• [Job]: Convert all of the data below into a JSON list of strings with one string per line, skipping blank lines and leaving out the pictures.

--- Supplied entries ---

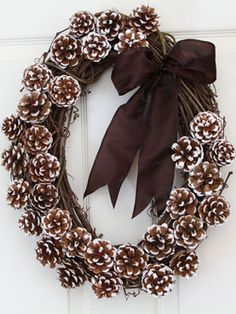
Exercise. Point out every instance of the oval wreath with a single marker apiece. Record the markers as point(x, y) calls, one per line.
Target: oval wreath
point(174, 98)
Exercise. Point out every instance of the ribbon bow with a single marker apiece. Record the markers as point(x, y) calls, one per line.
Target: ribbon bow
point(148, 121)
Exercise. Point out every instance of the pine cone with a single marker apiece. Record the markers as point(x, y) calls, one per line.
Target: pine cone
point(214, 210)
point(15, 160)
point(44, 196)
point(106, 285)
point(44, 168)
point(159, 241)
point(181, 202)
point(37, 139)
point(158, 279)
point(99, 256)
point(144, 19)
point(30, 223)
point(75, 242)
point(189, 231)
point(49, 252)
point(37, 78)
point(18, 194)
point(13, 127)
point(82, 23)
point(110, 23)
point(71, 274)
point(185, 263)
point(205, 179)
point(95, 47)
point(66, 51)
point(130, 261)
point(34, 107)
point(57, 222)
point(188, 153)
point(131, 39)
point(221, 153)
point(207, 127)
point(64, 91)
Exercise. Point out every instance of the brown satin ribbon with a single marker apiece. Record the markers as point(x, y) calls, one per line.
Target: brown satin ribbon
point(148, 121)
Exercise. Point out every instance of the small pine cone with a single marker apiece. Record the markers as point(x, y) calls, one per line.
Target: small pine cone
point(130, 38)
point(205, 179)
point(71, 274)
point(13, 127)
point(214, 210)
point(37, 78)
point(66, 51)
point(95, 47)
point(189, 231)
point(99, 256)
point(185, 263)
point(207, 127)
point(130, 261)
point(82, 23)
point(221, 153)
point(144, 19)
point(18, 194)
point(15, 160)
point(44, 168)
point(34, 107)
point(159, 241)
point(106, 285)
point(57, 222)
point(49, 252)
point(181, 202)
point(37, 139)
point(30, 223)
point(75, 242)
point(110, 23)
point(188, 153)
point(158, 280)
point(64, 91)
point(44, 196)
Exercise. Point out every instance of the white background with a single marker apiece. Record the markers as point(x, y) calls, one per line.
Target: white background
point(26, 28)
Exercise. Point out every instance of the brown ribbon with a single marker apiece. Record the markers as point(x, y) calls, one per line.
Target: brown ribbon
point(148, 121)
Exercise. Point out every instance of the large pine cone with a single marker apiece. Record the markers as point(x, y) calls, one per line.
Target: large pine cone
point(159, 241)
point(49, 252)
point(106, 285)
point(66, 51)
point(37, 78)
point(37, 139)
point(181, 202)
point(221, 153)
point(207, 127)
point(44, 196)
point(158, 279)
point(95, 47)
point(99, 256)
point(64, 91)
point(205, 179)
point(44, 168)
point(13, 127)
point(188, 152)
point(130, 261)
point(57, 222)
point(75, 242)
point(110, 23)
point(34, 107)
point(189, 231)
point(185, 263)
point(214, 210)
point(18, 194)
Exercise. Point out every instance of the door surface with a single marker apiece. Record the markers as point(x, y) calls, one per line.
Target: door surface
point(26, 28)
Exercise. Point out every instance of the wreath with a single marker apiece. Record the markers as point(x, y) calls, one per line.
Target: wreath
point(173, 96)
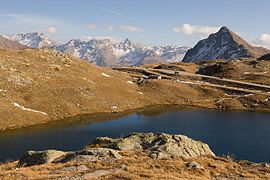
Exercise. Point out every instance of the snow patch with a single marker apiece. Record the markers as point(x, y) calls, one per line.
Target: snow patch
point(114, 107)
point(27, 109)
point(106, 75)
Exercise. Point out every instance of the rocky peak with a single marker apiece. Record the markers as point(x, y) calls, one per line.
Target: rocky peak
point(225, 44)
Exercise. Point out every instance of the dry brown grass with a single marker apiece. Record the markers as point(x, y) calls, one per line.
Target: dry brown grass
point(136, 165)
point(63, 86)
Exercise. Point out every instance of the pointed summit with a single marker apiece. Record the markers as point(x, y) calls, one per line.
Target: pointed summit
point(225, 44)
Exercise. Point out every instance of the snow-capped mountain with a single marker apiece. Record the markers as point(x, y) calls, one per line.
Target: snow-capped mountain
point(224, 44)
point(104, 52)
point(33, 40)
point(107, 53)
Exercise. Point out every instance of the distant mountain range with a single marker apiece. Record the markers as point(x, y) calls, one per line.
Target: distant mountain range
point(8, 44)
point(104, 52)
point(224, 44)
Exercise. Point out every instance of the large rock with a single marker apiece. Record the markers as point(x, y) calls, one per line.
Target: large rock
point(158, 146)
point(31, 158)
point(265, 57)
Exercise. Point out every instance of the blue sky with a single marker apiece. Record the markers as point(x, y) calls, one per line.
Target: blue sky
point(153, 22)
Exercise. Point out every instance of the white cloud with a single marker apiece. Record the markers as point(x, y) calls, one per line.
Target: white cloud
point(21, 23)
point(51, 30)
point(203, 31)
point(111, 38)
point(91, 26)
point(263, 41)
point(109, 28)
point(129, 28)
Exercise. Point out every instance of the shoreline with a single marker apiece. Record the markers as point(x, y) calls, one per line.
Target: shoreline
point(107, 116)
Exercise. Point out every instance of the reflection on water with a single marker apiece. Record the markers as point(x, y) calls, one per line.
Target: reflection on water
point(244, 134)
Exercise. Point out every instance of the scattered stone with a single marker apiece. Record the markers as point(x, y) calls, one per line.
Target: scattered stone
point(160, 146)
point(82, 168)
point(106, 75)
point(91, 155)
point(96, 174)
point(70, 168)
point(194, 165)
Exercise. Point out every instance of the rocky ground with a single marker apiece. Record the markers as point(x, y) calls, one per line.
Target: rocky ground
point(41, 86)
point(137, 156)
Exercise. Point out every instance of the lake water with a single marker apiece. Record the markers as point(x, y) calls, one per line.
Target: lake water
point(246, 135)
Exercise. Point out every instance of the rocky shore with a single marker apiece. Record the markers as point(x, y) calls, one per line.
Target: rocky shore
point(136, 156)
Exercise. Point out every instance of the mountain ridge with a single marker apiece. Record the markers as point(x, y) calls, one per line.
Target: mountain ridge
point(104, 52)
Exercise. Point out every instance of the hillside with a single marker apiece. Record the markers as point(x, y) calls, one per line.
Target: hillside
point(137, 156)
point(39, 86)
point(225, 44)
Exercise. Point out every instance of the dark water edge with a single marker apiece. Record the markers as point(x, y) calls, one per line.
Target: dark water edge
point(246, 135)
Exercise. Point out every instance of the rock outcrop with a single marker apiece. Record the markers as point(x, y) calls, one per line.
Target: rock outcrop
point(157, 146)
point(31, 158)
point(265, 57)
point(160, 146)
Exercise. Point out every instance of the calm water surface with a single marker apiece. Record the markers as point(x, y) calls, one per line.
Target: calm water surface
point(246, 135)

---

• [Exercise response]:
[
  "Exercise. Point out every instance of the oval wreath with a single marker apiece. Record the markers as point(x, y) calls, one per line.",
  "Target: oval wreath",
  "point(174, 98)",
  "Exercise. Point out every instance of the ribbon bow with a single marker apiece. Record the markers as point(x, y) calls, one per line.",
  "Target: ribbon bow",
  "point(148, 121)",
  "Exercise. Point out every instance of the pine cone with a single marker apiece. Record the markers as point(x, y) calls, one per line.",
  "Target: pine cone",
  "point(214, 210)",
  "point(15, 160)",
  "point(44, 196)",
  "point(106, 285)",
  "point(44, 168)",
  "point(159, 241)",
  "point(181, 202)",
  "point(37, 139)",
  "point(158, 279)",
  "point(99, 256)",
  "point(144, 19)",
  "point(30, 223)",
  "point(75, 242)",
  "point(189, 231)",
  "point(49, 252)",
  "point(37, 78)",
  "point(18, 194)",
  "point(13, 127)",
  "point(82, 23)",
  "point(110, 23)",
  "point(71, 274)",
  "point(185, 263)",
  "point(205, 179)",
  "point(95, 47)",
  "point(66, 51)",
  "point(130, 261)",
  "point(34, 107)",
  "point(57, 222)",
  "point(188, 153)",
  "point(131, 39)",
  "point(221, 153)",
  "point(207, 127)",
  "point(64, 91)",
  "Exercise. Point out every instance of the brown satin ribbon with a single marker apiece. Record the markers as point(x, y) calls, one per line.",
  "Target: brown satin ribbon",
  "point(148, 121)",
  "Exercise. Point out every instance of the small pine cone with a single marker apiece. Record the markers as point(x, y) calls, one per line.",
  "Target: small pine cone",
  "point(130, 38)",
  "point(205, 179)",
  "point(71, 274)",
  "point(13, 127)",
  "point(214, 210)",
  "point(37, 78)",
  "point(66, 51)",
  "point(95, 47)",
  "point(189, 231)",
  "point(99, 256)",
  "point(185, 263)",
  "point(207, 127)",
  "point(130, 261)",
  "point(82, 23)",
  "point(221, 153)",
  "point(144, 19)",
  "point(18, 194)",
  "point(15, 160)",
  "point(44, 168)",
  "point(34, 107)",
  "point(159, 241)",
  "point(106, 285)",
  "point(57, 222)",
  "point(49, 252)",
  "point(181, 202)",
  "point(37, 139)",
  "point(30, 223)",
  "point(75, 242)",
  "point(110, 23)",
  "point(188, 153)",
  "point(158, 280)",
  "point(64, 91)",
  "point(44, 196)",
  "Exercise. Point out every instance of the white background with a single marker apiece. Record the markers as point(x, y) calls, one per line.",
  "Target: white background",
  "point(26, 28)",
  "Exercise. Point out every instance of the brown ribbon with a single marker apiece. Record the markers as point(x, y) calls, one per line.",
  "Target: brown ribbon",
  "point(148, 121)",
  "Exercise. Point out every instance of the large pine cone with a single marker apiece. Record the markers as point(x, y) calls, one per line.",
  "Target: large pine cone",
  "point(159, 241)",
  "point(49, 252)",
  "point(106, 285)",
  "point(66, 51)",
  "point(37, 78)",
  "point(37, 139)",
  "point(181, 202)",
  "point(221, 153)",
  "point(207, 127)",
  "point(44, 196)",
  "point(158, 279)",
  "point(95, 47)",
  "point(99, 256)",
  "point(64, 91)",
  "point(205, 179)",
  "point(44, 168)",
  "point(13, 127)",
  "point(188, 152)",
  "point(130, 261)",
  "point(57, 222)",
  "point(75, 242)",
  "point(110, 23)",
  "point(34, 107)",
  "point(189, 231)",
  "point(185, 263)",
  "point(214, 210)",
  "point(18, 194)",
  "Exercise. Point out every instance of the door surface with a single marker apiece. Record the markers as point(x, y) calls, one per line.",
  "Target: door surface",
  "point(26, 28)",
  "Exercise. Point out every instance of the wreath with a single marker apiece. Record the markers as point(x, y) calls, one per line.",
  "Target: wreath",
  "point(173, 96)",
  "Exercise. Point out every instance of the snow patch with a single marker apiece. Record the markers as point(x, y) calls, one per line.",
  "Target: snow patch",
  "point(114, 107)",
  "point(27, 109)",
  "point(106, 75)",
  "Exercise. Point out every instance of the rocky peak with a single marker apiece. Record the markers as point(x, y) calls, one per line.",
  "Target: rocky peak",
  "point(225, 44)",
  "Exercise. Point out every instance of the dry brown grass with a single marker apiece. Record the markers as point(x, y) calls, one per line.",
  "Target: dry brown grass",
  "point(136, 165)",
  "point(63, 86)",
  "Exercise. Point out every instance of the pointed summit with a single marker apiece. Record the markers as point(x, y) calls, one per line.",
  "Target: pointed summit",
  "point(225, 44)",
  "Exercise. Point out every instance of the snow-capped mountain with a single marker apiece. Record the markers as point(x, y) calls, one per line.",
  "Target: snow-capped mountain",
  "point(224, 44)",
  "point(104, 52)",
  "point(33, 40)",
  "point(107, 53)",
  "Exercise. Point out every instance of the distant mountain range with a single marker apiece. Record the markers as point(x, y) calls, one per line.",
  "Target: distant mountain range",
  "point(8, 44)",
  "point(104, 52)",
  "point(224, 44)",
  "Exercise. Point out every instance of the large rock with a single marker apiece. Record the markers as point(x, y) calls, one per line.",
  "Target: large rock",
  "point(158, 146)",
  "point(31, 158)",
  "point(265, 57)",
  "Exercise. Point out every instance of the blue sky with a single marker apiece. Record the markers as point(x, y) calls, one per line.",
  "Target: blue sky",
  "point(153, 22)",
  "Exercise. Point out every instance of the white cloud with a single marker apiece. Record the markers as point(x, y) calls, one per line.",
  "Target: white cloud",
  "point(21, 23)",
  "point(51, 30)",
  "point(203, 31)",
  "point(111, 38)",
  "point(91, 26)",
  "point(263, 41)",
  "point(109, 28)",
  "point(129, 28)",
  "Exercise. Point out every instance of the shoreline with a single marker apiece. Record the markers as point(x, y) calls, one per line.",
  "Target: shoreline",
  "point(107, 116)",
  "Exercise. Point out every instance of the reflection on water with a single marker apiece. Record the markers as point(x, y) calls, one per line.",
  "Target: reflection on water",
  "point(244, 134)",
  "Exercise. Point out every instance of the scattered stone with a single marker apiece. Record the markers as point(x, y) calls, one per line.",
  "Target: scattered stone",
  "point(160, 146)",
  "point(82, 168)",
  "point(106, 75)",
  "point(91, 155)",
  "point(96, 174)",
  "point(70, 168)",
  "point(194, 165)",
  "Exercise. Point out every instance of the rocky ground with a single marker apiece. Record the markers as point(x, y) calls, one per line.",
  "Target: rocky ground",
  "point(41, 86)",
  "point(137, 156)",
  "Exercise. Point out every instance of the lake water with a single marker apiece. Record the markers as point(x, y) calls, one per line.",
  "Target: lake water",
  "point(246, 135)",
  "Exercise. Point out every instance of the rocky shore with a single marker apiece. Record the markers as point(x, y) calls, one per line.",
  "Target: rocky shore",
  "point(136, 156)",
  "Exercise. Point out every instance of the mountain ridge with a single marker apiece. Record the markers as point(x, y) calls, one per line.",
  "Target: mountain ridge",
  "point(104, 52)",
  "Exercise. Point out every instance of the hillside with a single marker apiece. Record the markers as point(x, y) calls, one per line.",
  "Target: hillside",
  "point(137, 156)",
  "point(39, 86)",
  "point(225, 44)",
  "Exercise. Point out every instance of the dark water edge with a single marker apiece. Record the markers as point(x, y) calls, one per line.",
  "Target: dark water edge",
  "point(246, 135)",
  "Exercise. Point out every instance of the rock outcrop with a single marker apiece. Record the markers as point(x, y) calls, one per line.",
  "Target: rock outcrop",
  "point(157, 146)",
  "point(31, 158)",
  "point(265, 57)",
  "point(160, 146)",
  "Exercise. Point out every instance of the calm water surface with a single marker apiece. Record the markers as point(x, y) calls, one per line.",
  "Target: calm water surface",
  "point(246, 135)"
]